MATERIAL PROVIDED below:

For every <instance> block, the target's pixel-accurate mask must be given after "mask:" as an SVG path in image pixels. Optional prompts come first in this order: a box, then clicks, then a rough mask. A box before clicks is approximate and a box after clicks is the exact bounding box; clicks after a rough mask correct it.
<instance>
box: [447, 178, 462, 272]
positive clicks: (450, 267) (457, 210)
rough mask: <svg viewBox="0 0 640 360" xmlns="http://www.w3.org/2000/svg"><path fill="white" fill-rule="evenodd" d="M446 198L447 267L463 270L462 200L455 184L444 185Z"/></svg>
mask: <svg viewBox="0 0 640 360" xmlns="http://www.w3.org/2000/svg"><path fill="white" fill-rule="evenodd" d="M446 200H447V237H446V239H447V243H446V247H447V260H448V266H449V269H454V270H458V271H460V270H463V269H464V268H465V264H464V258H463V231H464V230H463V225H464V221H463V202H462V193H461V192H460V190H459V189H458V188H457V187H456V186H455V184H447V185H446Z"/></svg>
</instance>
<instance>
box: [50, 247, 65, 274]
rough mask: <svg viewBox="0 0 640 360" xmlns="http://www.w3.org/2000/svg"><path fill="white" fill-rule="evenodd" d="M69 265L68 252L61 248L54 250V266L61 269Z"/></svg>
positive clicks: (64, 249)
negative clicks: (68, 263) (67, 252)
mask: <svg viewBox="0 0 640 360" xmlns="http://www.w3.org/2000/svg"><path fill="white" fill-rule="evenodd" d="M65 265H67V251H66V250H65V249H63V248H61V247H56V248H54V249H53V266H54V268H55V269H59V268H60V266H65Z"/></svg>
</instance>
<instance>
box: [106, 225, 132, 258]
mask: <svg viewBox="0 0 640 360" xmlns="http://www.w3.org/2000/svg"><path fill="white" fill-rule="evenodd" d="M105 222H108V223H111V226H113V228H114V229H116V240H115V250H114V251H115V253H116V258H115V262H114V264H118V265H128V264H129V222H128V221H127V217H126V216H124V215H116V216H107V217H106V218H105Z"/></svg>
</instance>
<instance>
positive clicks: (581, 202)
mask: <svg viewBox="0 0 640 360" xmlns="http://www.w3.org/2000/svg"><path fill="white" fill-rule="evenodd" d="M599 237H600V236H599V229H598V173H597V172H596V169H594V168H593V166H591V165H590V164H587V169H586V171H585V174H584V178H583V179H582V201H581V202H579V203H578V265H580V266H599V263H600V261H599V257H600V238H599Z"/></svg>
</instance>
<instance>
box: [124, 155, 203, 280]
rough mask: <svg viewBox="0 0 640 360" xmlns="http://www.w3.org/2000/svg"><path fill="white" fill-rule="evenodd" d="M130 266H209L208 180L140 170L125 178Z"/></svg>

End of MATERIAL PROVIDED.

INSTRUCTIONS FOR THE TASK: A word-for-word copy of the entries, from the first line through the line containing "box: [124, 155, 203, 280]", is the whole answer.

RESULT:
For every <instance> block, the target's pixel-accurate mask must be given after "mask:" as an SVG path in image pixels. Optional prompts come first in this order: a box, then clicks, then a rough mask. A box before clicks is approximate and a box after clicks is the exact bounding box; clicks after a rough mask correct it.
<instance>
box: [447, 178, 462, 272]
positive clicks: (450, 267) (457, 210)
rough mask: <svg viewBox="0 0 640 360" xmlns="http://www.w3.org/2000/svg"><path fill="white" fill-rule="evenodd" d="M446 198L447 267L463 270L462 200L455 184L444 185Z"/></svg>
mask: <svg viewBox="0 0 640 360" xmlns="http://www.w3.org/2000/svg"><path fill="white" fill-rule="evenodd" d="M446 200H447V237H446V239H447V243H446V247H447V260H448V266H449V269H454V270H458V271H460V270H463V269H464V268H465V264H464V258H463V231H464V230H463V225H464V221H463V202H462V193H461V192H460V190H459V189H458V188H457V187H456V186H455V184H447V185H446Z"/></svg>
</instance>
<instance>
box: [50, 247, 65, 274]
rough mask: <svg viewBox="0 0 640 360" xmlns="http://www.w3.org/2000/svg"><path fill="white" fill-rule="evenodd" d="M69 265L68 252L61 248L54 250V266L61 269Z"/></svg>
positive clicks: (64, 249)
negative clicks: (68, 263) (67, 252)
mask: <svg viewBox="0 0 640 360" xmlns="http://www.w3.org/2000/svg"><path fill="white" fill-rule="evenodd" d="M65 265H67V251H66V250H65V249H63V248H61V247H56V248H54V249H53V266H54V268H55V269H59V268H60V266H65Z"/></svg>
</instance>
<instance>
box: [106, 225, 132, 258]
mask: <svg viewBox="0 0 640 360" xmlns="http://www.w3.org/2000/svg"><path fill="white" fill-rule="evenodd" d="M105 222H108V223H111V226H113V228H114V229H116V240H115V250H114V251H115V253H116V258H115V262H114V264H118V265H128V264H129V222H128V221H127V217H126V216H124V215H116V216H107V217H106V218H105Z"/></svg>
</instance>
<instance>
positive clicks: (581, 202)
mask: <svg viewBox="0 0 640 360" xmlns="http://www.w3.org/2000/svg"><path fill="white" fill-rule="evenodd" d="M599 237H600V236H599V229H598V173H597V172H596V169H594V168H593V166H591V165H590V164H587V169H586V171H585V174H584V178H583V179H582V201H581V202H579V203H578V265H580V266H599V263H600V261H599V257H600V238H599Z"/></svg>
</instance>
<instance>
box: [124, 155, 203, 280]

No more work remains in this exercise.